Source material
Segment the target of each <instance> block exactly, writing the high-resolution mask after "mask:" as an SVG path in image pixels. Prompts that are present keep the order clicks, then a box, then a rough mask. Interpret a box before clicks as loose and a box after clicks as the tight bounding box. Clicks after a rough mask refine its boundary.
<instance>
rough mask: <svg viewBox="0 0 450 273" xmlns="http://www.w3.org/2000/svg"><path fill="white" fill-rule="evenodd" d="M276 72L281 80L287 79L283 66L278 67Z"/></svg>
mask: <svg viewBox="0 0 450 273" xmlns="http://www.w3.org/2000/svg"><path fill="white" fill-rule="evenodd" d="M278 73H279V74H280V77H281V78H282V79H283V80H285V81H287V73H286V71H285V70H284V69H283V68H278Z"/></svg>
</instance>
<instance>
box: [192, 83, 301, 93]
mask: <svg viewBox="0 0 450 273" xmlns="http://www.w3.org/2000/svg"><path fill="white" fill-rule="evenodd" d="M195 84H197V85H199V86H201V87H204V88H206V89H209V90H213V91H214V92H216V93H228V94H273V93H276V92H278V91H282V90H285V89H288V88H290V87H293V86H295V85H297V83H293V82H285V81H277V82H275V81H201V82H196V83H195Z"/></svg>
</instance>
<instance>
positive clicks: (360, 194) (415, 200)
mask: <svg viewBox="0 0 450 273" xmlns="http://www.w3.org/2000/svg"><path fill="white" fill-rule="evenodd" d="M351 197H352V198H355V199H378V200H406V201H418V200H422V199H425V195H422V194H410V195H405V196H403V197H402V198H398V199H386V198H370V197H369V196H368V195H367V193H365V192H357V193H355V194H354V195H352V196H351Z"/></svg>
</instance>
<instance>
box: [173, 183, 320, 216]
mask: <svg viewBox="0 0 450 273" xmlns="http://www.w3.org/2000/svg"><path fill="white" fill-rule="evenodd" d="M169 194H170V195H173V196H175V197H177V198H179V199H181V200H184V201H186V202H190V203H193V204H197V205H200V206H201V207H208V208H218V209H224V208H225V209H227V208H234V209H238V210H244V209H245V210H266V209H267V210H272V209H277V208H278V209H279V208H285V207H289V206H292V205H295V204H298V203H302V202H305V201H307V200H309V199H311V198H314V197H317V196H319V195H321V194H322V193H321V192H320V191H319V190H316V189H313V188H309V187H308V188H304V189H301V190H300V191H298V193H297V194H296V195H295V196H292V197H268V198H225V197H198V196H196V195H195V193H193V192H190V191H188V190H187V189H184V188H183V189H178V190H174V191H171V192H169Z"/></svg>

Problem details
Output the complete data verbatim.

Answer for the task
Segment the target of each <instance> block exactly, writing the high-resolution mask after "mask:" as an SVG path in image pixels. Prompts that are present keep the order clicks, then a box, then a rough mask. Interpret a box before clicks as loose and a box after clicks as the tight bounding box. Clicks after a rough mask refine its boundary.
<instance>
rough mask: <svg viewBox="0 0 450 273" xmlns="http://www.w3.org/2000/svg"><path fill="white" fill-rule="evenodd" d="M276 72L281 80L287 79L283 66L278 67Z"/></svg>
mask: <svg viewBox="0 0 450 273" xmlns="http://www.w3.org/2000/svg"><path fill="white" fill-rule="evenodd" d="M278 73H279V74H280V77H281V78H282V79H283V80H285V81H287V73H286V71H285V70H284V69H283V68H278Z"/></svg>
</instance>
<instance>
box: [192, 83, 301, 93]
mask: <svg viewBox="0 0 450 273" xmlns="http://www.w3.org/2000/svg"><path fill="white" fill-rule="evenodd" d="M195 84H197V85H199V86H201V87H204V88H206V89H209V90H213V91H214V92H216V93H228V94H273V93H276V92H278V91H282V90H285V89H288V88H290V87H293V86H295V85H297V83H293V82H285V81H277V82H275V81H201V82H196V83H195Z"/></svg>
</instance>
<instance>
positive clicks: (360, 194) (415, 200)
mask: <svg viewBox="0 0 450 273" xmlns="http://www.w3.org/2000/svg"><path fill="white" fill-rule="evenodd" d="M351 197H352V198H355V199H378V200H406V201H418V200H422V199H425V195H422V194H410V195H405V196H403V197H402V198H398V199H386V198H370V197H369V196H368V195H367V193H365V192H357V193H355V194H354V195H352V196H351Z"/></svg>
</instance>
<instance>
box: [173, 183, 320, 216]
mask: <svg viewBox="0 0 450 273" xmlns="http://www.w3.org/2000/svg"><path fill="white" fill-rule="evenodd" d="M169 194H170V195H173V196H175V197H177V198H179V199H181V200H184V201H186V202H190V203H193V204H197V205H200V206H201V207H208V208H218V209H224V208H225V209H227V208H234V209H238V210H244V209H245V210H266V209H267V210H272V209H277V208H278V209H279V208H285V207H289V206H292V205H295V204H298V203H302V202H305V201H307V200H309V199H311V198H314V197H317V196H319V195H321V194H322V193H321V192H320V191H319V190H316V189H313V188H309V187H308V188H304V189H301V190H300V191H298V193H297V194H296V195H295V196H292V197H268V198H225V197H198V196H196V195H195V193H193V192H190V191H188V190H187V189H184V188H183V189H178V190H174V191H171V192H169Z"/></svg>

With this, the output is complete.